AIM OF THE EXERCISE ▸ According to the P. H. Polk biography, which photographer did Polk study with after moving to Chicago in 1924?

TEXT EXTRACT ▸
'''

Artist

P. H. Polk

(1898 - 1984) American

Biography

P. H. Polk was born in Bessemer, Alabama, on November 25, 1898, thirty-five years after the signing of the Emancipation Proclamation. As a young man of eighteen, Mr. Polk enrolled at Tuskegee Institute with the intention of becoming a painter "like Van Gogh or Rembrandt." But Tuskegee Institute's founder, Dr. Booker T. Washington, was concerned about practical education for Negroes and his institution had no place in 1916 for a black Rembrandt. The college Dean gently suggested to Polk that he consider studying house painting instead, explaining that at least he would learn how to mix colors.
The idea did not appeal to the young man who had already decided that he had "an artistic temperament," and when Tuskegee's official photographer, Mr. C. M. Battey, announced at student assembly the next day that anyone possessed of (or by) such a temperament should come to his office in the morning, Polk gathered up his drawings and presented himself for consideration. By the time he left Battey's office, P. H. Polk had decided he would become a photographer.
Polk added to what he learned from Battey with a correspondence course, since no white photography school would accept a black student at that time, and in 1924 he moved to Chicago and began to study with photographer Fred Jensen. He told Polk he had to learn "to read light like you read a newspaper," and, struck by Polk's enthusiasm and determination, Jensen willingly taught his new pupil everything he could about taking pictures.
Polk opened his first studio in Tuskegee in 1927, and in 1928 was appointed to the faculty of the Tuskegee Institute Photography Department, where he served as head of the Department from 1933 to 1938. In 1939, he briefly operated his own studio in Atlanta, but returned to Tuskegee after one year to become the college's official photographer, continuing also to run his own studio.

'''

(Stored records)
'''

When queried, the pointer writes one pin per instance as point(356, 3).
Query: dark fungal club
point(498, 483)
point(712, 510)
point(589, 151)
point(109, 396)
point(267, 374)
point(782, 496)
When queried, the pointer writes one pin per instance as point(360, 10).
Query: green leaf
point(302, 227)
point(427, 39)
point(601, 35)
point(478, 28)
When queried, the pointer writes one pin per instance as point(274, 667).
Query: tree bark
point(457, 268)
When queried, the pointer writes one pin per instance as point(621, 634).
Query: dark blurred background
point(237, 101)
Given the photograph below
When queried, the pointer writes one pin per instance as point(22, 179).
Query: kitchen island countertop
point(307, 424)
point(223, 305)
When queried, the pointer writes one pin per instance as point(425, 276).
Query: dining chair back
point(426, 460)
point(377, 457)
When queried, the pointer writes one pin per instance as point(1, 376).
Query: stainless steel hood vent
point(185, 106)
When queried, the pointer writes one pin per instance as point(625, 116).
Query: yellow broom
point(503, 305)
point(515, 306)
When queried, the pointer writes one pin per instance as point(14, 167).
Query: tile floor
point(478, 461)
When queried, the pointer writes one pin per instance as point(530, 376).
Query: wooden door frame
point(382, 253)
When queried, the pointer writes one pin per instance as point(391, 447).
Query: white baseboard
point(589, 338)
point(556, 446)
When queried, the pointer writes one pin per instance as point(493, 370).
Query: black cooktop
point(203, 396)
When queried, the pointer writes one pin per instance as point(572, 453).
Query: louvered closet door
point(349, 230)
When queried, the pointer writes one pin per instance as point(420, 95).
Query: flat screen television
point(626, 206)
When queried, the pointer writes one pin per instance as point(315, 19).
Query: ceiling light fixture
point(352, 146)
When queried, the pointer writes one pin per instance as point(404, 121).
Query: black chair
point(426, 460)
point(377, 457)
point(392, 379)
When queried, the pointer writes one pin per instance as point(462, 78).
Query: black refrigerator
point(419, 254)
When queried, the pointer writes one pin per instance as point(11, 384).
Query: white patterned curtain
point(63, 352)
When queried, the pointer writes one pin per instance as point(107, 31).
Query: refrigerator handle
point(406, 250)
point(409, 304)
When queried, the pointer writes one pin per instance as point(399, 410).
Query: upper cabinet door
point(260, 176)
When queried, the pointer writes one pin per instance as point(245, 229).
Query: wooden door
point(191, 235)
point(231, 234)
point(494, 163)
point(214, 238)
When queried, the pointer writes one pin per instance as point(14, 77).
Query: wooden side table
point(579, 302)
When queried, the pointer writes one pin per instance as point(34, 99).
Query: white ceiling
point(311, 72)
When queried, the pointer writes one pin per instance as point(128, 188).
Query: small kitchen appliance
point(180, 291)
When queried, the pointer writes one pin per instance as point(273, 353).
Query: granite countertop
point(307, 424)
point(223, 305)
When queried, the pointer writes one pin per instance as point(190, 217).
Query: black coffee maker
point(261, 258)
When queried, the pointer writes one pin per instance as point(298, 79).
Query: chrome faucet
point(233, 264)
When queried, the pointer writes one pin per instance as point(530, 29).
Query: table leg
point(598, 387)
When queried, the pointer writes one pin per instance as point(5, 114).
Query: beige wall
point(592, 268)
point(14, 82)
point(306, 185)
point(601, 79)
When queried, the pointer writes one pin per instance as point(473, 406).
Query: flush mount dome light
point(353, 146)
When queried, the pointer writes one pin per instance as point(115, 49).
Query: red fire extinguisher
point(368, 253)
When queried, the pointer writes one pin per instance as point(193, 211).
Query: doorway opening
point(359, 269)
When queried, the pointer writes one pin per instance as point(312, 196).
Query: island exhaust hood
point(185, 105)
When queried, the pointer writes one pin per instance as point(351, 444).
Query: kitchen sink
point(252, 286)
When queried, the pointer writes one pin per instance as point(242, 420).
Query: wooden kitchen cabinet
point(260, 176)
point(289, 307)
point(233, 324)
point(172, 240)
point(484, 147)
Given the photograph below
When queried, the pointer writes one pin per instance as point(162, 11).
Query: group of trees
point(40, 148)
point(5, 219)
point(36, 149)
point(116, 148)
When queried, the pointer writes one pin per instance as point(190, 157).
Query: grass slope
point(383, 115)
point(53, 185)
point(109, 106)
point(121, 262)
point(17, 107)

'''

COMPLETE ANSWER ▸ Fred Jensen